Set out every line of the listing below as a numbered list, leaving out any blank lines.
-- Start Information shown --
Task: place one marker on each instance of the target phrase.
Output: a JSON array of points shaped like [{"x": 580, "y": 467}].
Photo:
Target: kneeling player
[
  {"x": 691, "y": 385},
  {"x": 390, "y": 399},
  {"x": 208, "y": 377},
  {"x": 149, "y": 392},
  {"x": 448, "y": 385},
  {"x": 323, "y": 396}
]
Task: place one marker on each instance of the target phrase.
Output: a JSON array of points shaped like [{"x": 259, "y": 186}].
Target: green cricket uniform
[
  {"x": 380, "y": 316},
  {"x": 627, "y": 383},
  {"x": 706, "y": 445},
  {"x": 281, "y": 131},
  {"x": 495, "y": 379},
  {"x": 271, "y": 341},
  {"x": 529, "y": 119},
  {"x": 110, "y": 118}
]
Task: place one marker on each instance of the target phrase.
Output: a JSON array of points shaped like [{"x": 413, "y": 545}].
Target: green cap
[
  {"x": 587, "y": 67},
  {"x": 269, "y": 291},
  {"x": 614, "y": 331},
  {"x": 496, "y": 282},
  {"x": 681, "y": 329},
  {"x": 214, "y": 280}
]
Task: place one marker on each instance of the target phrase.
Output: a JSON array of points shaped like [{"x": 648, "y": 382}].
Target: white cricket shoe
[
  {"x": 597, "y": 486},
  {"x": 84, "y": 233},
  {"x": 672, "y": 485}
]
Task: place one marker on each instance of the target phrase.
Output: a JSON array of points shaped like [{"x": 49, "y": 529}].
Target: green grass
-- End Information shown --
• Expected answer
1. Task: place one marker on each instance of the target phrase.
2. Output: a JSON array of points shaped like [{"x": 580, "y": 467}].
3. Photo:
4. Target: kneeling player
5. [
6.   {"x": 691, "y": 385},
7.   {"x": 390, "y": 399},
8.   {"x": 208, "y": 377},
9.   {"x": 149, "y": 392},
10.   {"x": 448, "y": 385},
11.   {"x": 323, "y": 396}
12. ]
13. Task: place one marker on each instance of the target phrase.
14. Output: a JSON array of points shaped like [{"x": 259, "y": 186}].
15. Target: green cricket uniform
16. [
17.   {"x": 380, "y": 316},
18.   {"x": 627, "y": 383},
19.   {"x": 706, "y": 445},
20.   {"x": 281, "y": 131},
21.   {"x": 495, "y": 379},
22.   {"x": 271, "y": 341},
23.   {"x": 529, "y": 119},
24.   {"x": 110, "y": 118}
25. ]
26. Task: place one marker on each instance of the target phrase.
27. Output: a JSON array of points shaped like [{"x": 413, "y": 545}].
28. Target: green cap
29. [
30.   {"x": 587, "y": 67},
31.   {"x": 269, "y": 291},
32.   {"x": 614, "y": 331},
33.   {"x": 496, "y": 282},
34.   {"x": 681, "y": 329},
35.   {"x": 214, "y": 280}
36. ]
37. Task: place one marker on each instance of the target phrase.
38. Output: a JSON array of points shaped like [{"x": 648, "y": 382}].
39. Target: white cricket shoe
40. [
41.   {"x": 597, "y": 486},
42.   {"x": 84, "y": 233},
43.   {"x": 672, "y": 485}
44. ]
45. Task: place one marker on each instance of the target phrase.
46. Output: a JSON array of points shaped like [{"x": 49, "y": 529}].
47. Target: green grass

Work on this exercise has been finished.